◆ **Records of labeled boxes**:
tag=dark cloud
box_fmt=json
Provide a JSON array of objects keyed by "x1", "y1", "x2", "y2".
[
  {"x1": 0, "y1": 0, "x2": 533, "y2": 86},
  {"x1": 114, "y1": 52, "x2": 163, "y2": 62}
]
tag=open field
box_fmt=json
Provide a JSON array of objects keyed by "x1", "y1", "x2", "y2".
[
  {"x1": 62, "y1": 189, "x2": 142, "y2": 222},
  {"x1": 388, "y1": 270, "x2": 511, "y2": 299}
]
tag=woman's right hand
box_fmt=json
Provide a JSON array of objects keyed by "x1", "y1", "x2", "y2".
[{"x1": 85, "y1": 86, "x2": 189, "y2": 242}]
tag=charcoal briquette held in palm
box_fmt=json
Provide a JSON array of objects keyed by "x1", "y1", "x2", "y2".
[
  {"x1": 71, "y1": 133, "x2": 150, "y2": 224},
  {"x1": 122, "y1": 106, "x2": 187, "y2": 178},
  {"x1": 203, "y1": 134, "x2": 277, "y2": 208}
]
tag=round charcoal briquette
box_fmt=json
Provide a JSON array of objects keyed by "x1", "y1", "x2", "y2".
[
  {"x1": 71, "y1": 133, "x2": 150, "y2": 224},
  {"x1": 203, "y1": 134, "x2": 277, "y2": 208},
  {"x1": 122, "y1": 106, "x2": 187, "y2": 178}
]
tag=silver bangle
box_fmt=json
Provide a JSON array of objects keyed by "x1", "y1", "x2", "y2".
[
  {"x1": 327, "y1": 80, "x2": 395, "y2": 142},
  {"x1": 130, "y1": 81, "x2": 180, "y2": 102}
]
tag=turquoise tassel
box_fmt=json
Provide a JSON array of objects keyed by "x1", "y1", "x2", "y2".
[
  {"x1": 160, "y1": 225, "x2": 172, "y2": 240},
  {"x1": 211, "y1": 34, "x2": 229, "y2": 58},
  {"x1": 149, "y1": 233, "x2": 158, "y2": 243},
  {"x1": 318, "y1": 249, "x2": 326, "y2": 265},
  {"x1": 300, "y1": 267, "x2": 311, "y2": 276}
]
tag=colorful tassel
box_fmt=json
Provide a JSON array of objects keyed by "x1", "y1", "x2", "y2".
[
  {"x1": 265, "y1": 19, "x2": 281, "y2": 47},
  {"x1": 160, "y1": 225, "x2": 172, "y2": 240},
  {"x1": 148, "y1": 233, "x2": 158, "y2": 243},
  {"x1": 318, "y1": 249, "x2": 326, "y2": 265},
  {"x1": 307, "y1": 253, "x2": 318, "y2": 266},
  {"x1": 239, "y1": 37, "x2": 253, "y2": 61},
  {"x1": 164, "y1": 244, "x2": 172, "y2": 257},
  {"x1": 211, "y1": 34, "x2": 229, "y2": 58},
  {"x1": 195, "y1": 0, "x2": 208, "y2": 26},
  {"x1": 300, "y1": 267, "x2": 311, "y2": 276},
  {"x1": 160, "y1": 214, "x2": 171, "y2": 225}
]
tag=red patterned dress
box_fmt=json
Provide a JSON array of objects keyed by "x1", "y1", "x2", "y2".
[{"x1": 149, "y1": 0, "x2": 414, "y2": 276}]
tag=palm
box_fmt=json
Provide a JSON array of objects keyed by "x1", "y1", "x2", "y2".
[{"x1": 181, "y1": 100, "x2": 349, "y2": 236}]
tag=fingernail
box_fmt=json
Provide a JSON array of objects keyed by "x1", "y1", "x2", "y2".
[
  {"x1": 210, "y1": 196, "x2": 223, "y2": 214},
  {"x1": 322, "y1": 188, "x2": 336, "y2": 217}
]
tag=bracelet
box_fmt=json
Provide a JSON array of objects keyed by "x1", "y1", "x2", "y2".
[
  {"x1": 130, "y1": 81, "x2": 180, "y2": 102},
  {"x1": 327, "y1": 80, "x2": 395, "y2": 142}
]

◆ **Stated goal**:
Rewrite the records above with every "charcoal briquette" swapped for "coal lump", keeping everything else as it is.

◆ **Task result**:
tag=dark cloud
box_fmt=json
Provide a JSON array of objects keyed by "x1", "y1", "x2", "y2".
[
  {"x1": 0, "y1": 0, "x2": 533, "y2": 86},
  {"x1": 114, "y1": 52, "x2": 163, "y2": 62}
]
tag=open field
box_fmt=json
Provide a JSON array of objects keyed by "x1", "y1", "x2", "y2".
[
  {"x1": 62, "y1": 189, "x2": 142, "y2": 222},
  {"x1": 388, "y1": 270, "x2": 511, "y2": 299}
]
tag=woman's right hand
box_fmt=json
Provide a JSON array of objects keyed by "x1", "y1", "x2", "y2".
[{"x1": 85, "y1": 86, "x2": 189, "y2": 242}]
tag=coal lump held in palm
box_fmt=json
Provide a JSON array of objects keyed by "x1", "y1", "x2", "y2".
[
  {"x1": 71, "y1": 133, "x2": 150, "y2": 224},
  {"x1": 122, "y1": 106, "x2": 187, "y2": 178},
  {"x1": 203, "y1": 134, "x2": 277, "y2": 208}
]
tag=round coal lump
box_fmt=json
Provide a JSON array of objects keyed by "x1", "y1", "x2", "y2".
[
  {"x1": 71, "y1": 133, "x2": 150, "y2": 224},
  {"x1": 203, "y1": 134, "x2": 277, "y2": 208},
  {"x1": 122, "y1": 106, "x2": 187, "y2": 178}
]
tag=silver bangle
box_fmt=json
Provide a JSON array of objects keyed by "x1", "y1", "x2", "y2".
[
  {"x1": 327, "y1": 80, "x2": 395, "y2": 142},
  {"x1": 130, "y1": 81, "x2": 180, "y2": 102}
]
tag=turquoise tassel
box_fmt=json
Provide a JSON array of objects keyed by "x1", "y1", "x2", "y2".
[
  {"x1": 160, "y1": 225, "x2": 172, "y2": 240},
  {"x1": 211, "y1": 34, "x2": 229, "y2": 58},
  {"x1": 149, "y1": 233, "x2": 158, "y2": 243},
  {"x1": 318, "y1": 249, "x2": 326, "y2": 265},
  {"x1": 300, "y1": 267, "x2": 311, "y2": 276}
]
tag=colorful tassel
box_fmt=json
Provide a JSON array of objects keyed by "x1", "y1", "x2", "y2".
[
  {"x1": 265, "y1": 19, "x2": 281, "y2": 47},
  {"x1": 160, "y1": 225, "x2": 172, "y2": 240},
  {"x1": 148, "y1": 233, "x2": 158, "y2": 243},
  {"x1": 318, "y1": 249, "x2": 326, "y2": 265},
  {"x1": 307, "y1": 253, "x2": 318, "y2": 266},
  {"x1": 239, "y1": 37, "x2": 253, "y2": 61},
  {"x1": 164, "y1": 244, "x2": 172, "y2": 257},
  {"x1": 211, "y1": 34, "x2": 229, "y2": 58},
  {"x1": 195, "y1": 0, "x2": 208, "y2": 26},
  {"x1": 300, "y1": 267, "x2": 311, "y2": 276},
  {"x1": 160, "y1": 214, "x2": 171, "y2": 225}
]
tag=red patterned dress
box_fmt=json
Provide a JSON array of objects keyed by "x1", "y1", "x2", "y2".
[{"x1": 149, "y1": 0, "x2": 414, "y2": 276}]
tag=palm
box_fmt=json
Provide a JSON array of objects keyed by "x1", "y1", "x2", "y2".
[{"x1": 181, "y1": 100, "x2": 349, "y2": 236}]
tag=fingernail
box_fmt=json
Provide a JSON array of objects keyed by "x1", "y1", "x2", "y2".
[
  {"x1": 210, "y1": 196, "x2": 223, "y2": 214},
  {"x1": 322, "y1": 188, "x2": 336, "y2": 217}
]
tag=bracelet
box_fmt=json
Provide a JSON array of objects keyed by "x1", "y1", "x2", "y2".
[
  {"x1": 130, "y1": 81, "x2": 180, "y2": 102},
  {"x1": 327, "y1": 80, "x2": 395, "y2": 142}
]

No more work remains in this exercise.